Object point labels
------------------------------------------------------------
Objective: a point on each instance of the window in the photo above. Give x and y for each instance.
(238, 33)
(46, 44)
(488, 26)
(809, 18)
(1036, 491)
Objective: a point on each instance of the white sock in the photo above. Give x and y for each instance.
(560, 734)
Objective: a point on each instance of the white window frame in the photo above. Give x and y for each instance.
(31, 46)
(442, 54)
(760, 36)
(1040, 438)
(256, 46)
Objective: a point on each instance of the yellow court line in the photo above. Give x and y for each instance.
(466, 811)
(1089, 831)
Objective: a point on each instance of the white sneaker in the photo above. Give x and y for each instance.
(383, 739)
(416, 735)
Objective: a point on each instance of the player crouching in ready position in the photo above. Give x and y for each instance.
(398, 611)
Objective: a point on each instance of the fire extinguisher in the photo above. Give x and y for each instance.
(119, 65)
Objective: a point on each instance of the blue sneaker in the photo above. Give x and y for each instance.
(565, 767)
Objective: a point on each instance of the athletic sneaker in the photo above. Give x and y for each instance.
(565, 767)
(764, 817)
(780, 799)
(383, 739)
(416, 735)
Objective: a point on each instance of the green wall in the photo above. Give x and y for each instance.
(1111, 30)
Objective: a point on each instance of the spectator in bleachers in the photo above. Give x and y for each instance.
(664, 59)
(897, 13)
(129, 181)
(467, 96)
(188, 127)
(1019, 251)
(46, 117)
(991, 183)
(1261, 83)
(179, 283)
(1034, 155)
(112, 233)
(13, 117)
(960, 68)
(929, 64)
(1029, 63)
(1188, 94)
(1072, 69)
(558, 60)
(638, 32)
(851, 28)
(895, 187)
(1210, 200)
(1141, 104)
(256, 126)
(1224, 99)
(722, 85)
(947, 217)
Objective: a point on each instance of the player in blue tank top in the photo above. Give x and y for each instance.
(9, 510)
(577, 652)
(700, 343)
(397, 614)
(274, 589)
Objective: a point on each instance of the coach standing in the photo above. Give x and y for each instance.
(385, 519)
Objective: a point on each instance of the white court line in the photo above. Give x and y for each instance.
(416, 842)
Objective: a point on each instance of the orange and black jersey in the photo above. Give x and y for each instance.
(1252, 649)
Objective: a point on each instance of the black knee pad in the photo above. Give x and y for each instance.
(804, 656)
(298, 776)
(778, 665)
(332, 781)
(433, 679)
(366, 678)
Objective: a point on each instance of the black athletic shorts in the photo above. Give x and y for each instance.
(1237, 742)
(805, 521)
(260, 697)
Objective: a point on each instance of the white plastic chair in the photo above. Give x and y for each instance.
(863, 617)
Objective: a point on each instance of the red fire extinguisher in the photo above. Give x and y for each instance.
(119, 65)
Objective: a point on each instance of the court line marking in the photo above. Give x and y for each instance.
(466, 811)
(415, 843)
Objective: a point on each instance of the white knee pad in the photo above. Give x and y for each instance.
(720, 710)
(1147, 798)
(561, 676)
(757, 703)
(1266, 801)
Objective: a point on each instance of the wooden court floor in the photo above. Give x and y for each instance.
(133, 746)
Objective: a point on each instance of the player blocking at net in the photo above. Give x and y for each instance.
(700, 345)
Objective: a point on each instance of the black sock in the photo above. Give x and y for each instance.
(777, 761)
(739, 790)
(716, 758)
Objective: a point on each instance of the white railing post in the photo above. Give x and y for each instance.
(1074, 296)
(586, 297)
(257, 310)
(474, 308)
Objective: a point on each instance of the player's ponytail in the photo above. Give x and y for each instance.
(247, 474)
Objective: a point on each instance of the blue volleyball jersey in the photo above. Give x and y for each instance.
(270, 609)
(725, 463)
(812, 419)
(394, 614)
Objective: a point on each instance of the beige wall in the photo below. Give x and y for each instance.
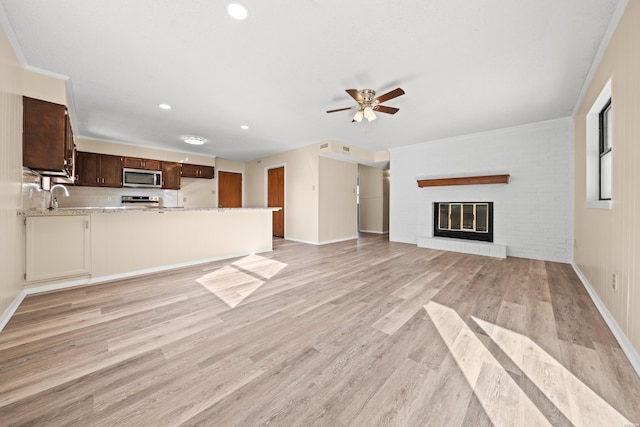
(301, 190)
(11, 243)
(337, 200)
(607, 242)
(14, 83)
(371, 199)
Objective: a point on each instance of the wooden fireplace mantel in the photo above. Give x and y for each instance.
(464, 180)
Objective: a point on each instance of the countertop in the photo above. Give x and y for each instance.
(125, 209)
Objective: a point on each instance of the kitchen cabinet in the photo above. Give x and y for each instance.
(99, 170)
(47, 138)
(197, 171)
(171, 175)
(57, 247)
(136, 163)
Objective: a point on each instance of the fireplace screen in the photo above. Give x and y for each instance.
(466, 220)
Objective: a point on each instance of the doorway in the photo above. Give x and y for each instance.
(275, 198)
(229, 189)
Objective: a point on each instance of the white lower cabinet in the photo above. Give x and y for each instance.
(57, 247)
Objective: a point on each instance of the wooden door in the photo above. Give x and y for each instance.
(275, 198)
(229, 189)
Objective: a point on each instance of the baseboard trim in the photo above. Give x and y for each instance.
(321, 243)
(10, 311)
(625, 344)
(374, 231)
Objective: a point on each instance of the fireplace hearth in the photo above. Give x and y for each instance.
(463, 220)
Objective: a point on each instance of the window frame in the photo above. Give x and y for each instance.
(593, 176)
(604, 143)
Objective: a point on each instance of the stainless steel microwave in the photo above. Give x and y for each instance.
(141, 178)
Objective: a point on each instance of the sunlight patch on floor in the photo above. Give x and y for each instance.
(580, 404)
(236, 281)
(502, 399)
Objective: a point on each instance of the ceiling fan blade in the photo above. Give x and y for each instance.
(389, 95)
(355, 94)
(341, 109)
(385, 109)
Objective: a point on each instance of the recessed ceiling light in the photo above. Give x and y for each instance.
(193, 140)
(237, 11)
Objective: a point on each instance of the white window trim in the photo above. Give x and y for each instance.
(593, 151)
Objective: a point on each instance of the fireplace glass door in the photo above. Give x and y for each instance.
(464, 220)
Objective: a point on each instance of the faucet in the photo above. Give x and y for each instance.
(53, 201)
------------------------------------------------------------
* [REQUIRED TASK] Update the stretch from the line containing "Objective: a point on each instance of the stainless" through the end of the items, replacing "recessed ceiling light" with "recessed downlight" and keeping everything else the same. Return only that stretch.

* [TASK RESULT]
Objective: a point on each instance of the stainless steel microwave in the photo above. Give x and y for each instance.
(141, 178)
Objective: a point on each instance of the sunlight patch on floor in the photo above. Give x and y for each instance.
(580, 404)
(236, 281)
(502, 399)
Objective: a point on each instance of the ceiling fan blade in the photo above. Give x and y for each instance.
(389, 95)
(355, 94)
(341, 109)
(385, 109)
Objective: a point on each instance of the recessed downlight in the photo above. Give x and y for each instance.
(193, 140)
(237, 11)
Objective: a point on each instance of the white window trim in the photo above. Give x and y for each instance.
(593, 151)
Objective: a point on each instance of the fireplace glass door in the photo above. Give x and y for each instance.
(464, 220)
Objective: a point on each instance of the faucet in the photo above. Give x and y for each instance.
(53, 201)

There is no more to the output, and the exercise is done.